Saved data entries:
════════════════

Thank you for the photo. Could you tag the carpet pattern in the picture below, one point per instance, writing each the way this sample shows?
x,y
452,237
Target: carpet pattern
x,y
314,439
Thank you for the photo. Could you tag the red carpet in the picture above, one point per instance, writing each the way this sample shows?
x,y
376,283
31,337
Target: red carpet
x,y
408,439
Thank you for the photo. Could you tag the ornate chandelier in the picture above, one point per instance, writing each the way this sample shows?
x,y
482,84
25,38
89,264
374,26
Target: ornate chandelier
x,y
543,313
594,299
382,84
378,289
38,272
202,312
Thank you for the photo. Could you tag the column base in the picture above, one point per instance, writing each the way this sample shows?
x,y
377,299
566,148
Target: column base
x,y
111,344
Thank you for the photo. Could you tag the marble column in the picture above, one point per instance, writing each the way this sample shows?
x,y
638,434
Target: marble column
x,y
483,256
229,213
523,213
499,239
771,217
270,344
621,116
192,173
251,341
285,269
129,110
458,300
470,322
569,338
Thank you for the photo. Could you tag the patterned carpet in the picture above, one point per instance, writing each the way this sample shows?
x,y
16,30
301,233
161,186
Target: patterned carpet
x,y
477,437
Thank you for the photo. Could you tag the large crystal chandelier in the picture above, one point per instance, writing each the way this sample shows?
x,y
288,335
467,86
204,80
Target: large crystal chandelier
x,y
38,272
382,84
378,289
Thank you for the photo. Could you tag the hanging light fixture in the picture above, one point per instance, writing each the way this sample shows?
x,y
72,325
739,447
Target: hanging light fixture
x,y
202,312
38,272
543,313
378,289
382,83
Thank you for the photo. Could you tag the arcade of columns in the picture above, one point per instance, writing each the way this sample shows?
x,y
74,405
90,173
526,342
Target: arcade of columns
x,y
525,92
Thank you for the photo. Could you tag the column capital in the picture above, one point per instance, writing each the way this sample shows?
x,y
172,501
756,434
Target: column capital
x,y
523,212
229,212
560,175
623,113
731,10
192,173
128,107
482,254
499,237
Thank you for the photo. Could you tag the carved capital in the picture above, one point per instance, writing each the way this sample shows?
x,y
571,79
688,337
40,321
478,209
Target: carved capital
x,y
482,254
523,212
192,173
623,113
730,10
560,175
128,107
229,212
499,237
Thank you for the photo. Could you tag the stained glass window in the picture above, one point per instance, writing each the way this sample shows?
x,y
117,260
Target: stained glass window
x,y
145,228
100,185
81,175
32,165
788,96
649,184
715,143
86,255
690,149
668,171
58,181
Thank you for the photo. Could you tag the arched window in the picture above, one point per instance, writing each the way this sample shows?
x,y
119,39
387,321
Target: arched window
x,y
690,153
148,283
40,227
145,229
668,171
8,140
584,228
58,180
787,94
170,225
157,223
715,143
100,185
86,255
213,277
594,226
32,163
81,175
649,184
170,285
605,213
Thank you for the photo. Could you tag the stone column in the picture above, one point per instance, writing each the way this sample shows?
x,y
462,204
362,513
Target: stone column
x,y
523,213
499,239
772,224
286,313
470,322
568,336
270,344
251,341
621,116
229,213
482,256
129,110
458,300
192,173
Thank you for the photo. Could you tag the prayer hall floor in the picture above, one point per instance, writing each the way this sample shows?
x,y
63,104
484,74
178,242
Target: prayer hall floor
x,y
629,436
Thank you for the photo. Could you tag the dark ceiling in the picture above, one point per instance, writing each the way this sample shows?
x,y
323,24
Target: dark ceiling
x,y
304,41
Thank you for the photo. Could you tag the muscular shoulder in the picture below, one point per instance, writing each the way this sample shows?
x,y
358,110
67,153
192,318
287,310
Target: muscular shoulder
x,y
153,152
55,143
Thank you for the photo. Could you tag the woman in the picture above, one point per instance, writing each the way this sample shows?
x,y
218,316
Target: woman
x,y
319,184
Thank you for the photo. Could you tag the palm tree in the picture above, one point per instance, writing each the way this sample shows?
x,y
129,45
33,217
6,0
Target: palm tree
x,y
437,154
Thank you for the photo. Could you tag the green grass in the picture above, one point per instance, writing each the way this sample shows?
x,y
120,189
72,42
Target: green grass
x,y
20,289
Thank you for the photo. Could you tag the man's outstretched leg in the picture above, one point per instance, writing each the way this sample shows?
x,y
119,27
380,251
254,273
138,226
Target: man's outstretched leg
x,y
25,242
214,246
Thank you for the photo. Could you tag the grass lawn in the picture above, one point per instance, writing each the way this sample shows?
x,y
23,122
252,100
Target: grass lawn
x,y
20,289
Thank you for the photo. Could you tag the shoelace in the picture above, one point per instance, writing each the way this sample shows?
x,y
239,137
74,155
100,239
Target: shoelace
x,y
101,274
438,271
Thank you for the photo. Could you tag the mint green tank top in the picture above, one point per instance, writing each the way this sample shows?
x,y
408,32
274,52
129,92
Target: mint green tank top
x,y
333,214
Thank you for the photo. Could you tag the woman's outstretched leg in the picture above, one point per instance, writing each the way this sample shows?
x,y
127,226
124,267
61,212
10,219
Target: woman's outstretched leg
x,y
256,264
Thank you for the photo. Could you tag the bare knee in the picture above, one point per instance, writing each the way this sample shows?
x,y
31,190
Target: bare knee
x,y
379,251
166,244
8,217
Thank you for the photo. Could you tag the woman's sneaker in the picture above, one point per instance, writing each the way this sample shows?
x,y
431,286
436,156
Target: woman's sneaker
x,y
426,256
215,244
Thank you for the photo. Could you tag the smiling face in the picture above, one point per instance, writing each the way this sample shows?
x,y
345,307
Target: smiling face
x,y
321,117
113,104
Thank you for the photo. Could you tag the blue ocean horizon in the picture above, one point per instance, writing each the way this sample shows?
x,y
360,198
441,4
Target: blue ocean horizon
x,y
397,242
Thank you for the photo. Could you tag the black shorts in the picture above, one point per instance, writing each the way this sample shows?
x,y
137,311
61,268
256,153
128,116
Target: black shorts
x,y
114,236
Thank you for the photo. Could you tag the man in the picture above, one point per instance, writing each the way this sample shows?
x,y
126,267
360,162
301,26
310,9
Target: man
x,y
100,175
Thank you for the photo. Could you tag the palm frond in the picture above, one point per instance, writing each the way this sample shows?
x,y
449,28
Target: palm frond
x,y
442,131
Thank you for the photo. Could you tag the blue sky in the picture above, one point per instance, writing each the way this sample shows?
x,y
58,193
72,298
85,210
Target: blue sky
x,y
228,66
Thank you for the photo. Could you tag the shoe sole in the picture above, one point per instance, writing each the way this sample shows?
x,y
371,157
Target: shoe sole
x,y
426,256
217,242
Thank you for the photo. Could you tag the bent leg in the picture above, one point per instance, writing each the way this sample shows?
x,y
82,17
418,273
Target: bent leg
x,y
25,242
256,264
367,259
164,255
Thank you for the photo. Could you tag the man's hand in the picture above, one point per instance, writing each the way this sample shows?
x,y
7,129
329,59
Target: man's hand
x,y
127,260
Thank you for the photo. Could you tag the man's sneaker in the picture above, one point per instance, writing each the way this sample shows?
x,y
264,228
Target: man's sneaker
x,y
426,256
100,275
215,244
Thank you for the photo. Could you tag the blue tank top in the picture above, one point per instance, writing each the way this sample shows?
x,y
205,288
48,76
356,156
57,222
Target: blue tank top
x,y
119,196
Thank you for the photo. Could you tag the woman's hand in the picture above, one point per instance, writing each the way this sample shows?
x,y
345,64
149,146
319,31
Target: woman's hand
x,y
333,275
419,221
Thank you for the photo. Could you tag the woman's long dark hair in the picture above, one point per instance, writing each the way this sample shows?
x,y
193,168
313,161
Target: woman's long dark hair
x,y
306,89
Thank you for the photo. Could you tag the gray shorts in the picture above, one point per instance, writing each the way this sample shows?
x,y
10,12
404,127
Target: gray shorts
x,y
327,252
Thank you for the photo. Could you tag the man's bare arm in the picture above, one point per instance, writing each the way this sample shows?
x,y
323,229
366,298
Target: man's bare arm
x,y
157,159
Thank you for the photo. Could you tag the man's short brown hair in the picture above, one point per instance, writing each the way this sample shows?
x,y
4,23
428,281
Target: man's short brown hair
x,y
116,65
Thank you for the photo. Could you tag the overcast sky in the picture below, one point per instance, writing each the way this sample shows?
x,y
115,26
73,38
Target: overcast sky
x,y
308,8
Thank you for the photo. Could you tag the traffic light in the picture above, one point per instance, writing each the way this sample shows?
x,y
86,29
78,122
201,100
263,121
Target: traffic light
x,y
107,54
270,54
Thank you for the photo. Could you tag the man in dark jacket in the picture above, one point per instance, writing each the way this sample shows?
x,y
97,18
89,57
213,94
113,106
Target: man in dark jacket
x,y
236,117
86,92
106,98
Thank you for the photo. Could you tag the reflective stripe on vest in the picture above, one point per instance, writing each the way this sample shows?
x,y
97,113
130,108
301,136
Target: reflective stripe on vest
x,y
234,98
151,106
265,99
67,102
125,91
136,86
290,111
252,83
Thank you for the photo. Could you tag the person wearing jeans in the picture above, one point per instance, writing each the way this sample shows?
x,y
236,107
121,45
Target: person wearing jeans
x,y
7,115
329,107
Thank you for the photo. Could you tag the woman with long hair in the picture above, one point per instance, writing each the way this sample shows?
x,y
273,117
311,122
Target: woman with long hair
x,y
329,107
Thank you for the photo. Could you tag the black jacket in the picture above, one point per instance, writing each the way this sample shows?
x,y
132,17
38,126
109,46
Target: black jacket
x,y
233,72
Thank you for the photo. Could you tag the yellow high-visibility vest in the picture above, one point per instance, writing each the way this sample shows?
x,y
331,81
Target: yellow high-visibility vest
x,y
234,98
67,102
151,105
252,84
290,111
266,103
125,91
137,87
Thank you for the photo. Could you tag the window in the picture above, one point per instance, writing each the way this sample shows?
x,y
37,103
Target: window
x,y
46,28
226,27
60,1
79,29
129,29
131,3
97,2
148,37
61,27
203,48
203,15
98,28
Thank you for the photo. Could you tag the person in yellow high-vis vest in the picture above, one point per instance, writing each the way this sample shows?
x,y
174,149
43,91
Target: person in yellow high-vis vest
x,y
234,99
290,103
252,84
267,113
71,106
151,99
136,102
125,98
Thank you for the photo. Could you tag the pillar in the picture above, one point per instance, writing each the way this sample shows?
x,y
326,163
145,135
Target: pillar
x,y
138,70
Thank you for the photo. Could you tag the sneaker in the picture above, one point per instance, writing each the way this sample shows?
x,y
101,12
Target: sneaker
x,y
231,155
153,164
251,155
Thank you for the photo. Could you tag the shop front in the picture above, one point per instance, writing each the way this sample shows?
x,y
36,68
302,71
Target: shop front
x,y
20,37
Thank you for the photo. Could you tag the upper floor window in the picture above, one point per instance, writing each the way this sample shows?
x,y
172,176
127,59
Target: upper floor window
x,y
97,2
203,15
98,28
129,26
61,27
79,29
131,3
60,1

════════════════

_OBJECTIVE_
Every line from the one containing "Thank you for the photo. Could you tag the window" through the end of the entries above must be echoed exactly, with both ends kept.

_COMPLETED TASK_
Thank you for the photo. Could you tag the window in the picture above, one point per instance, writing each the way this sample shows?
x,y
37,103
Target: window
x,y
46,28
226,27
60,1
79,29
129,29
131,3
97,2
148,37
61,27
203,48
203,15
98,28
Thank you for the photo. Could you tag the person in yellow high-vis vest in the picture above, one point per instance, writing each the way this sample shows?
x,y
174,149
43,91
Target: person in yellow high-vis vest
x,y
234,99
290,103
252,84
267,113
71,106
151,99
136,102
125,98
Thank you for the photo. Could you tag the pillar in the picture above, one point per instance, writing each the way this sample shows?
x,y
326,163
145,135
Target: pillar
x,y
138,70
Thank you for the photo. Could you tag the sneaker in the picture above, one point per instance, writing each the way this sample shows?
x,y
101,12
Target: sneaker
x,y
231,155
153,164
251,155
Thank you for the photo. Could you tag the shop front in the picture above, one point per instance, writing each the way this sample shows?
x,y
36,68
302,71
Target: shop front
x,y
20,37
Thank you for the photo. Could you tag the upper floor window in the picture above, one point per instance, writing each the way this sample shows?
x,y
172,176
127,59
Target: upper floor window
x,y
97,2
203,15
98,28
129,26
61,27
79,29
131,3
60,1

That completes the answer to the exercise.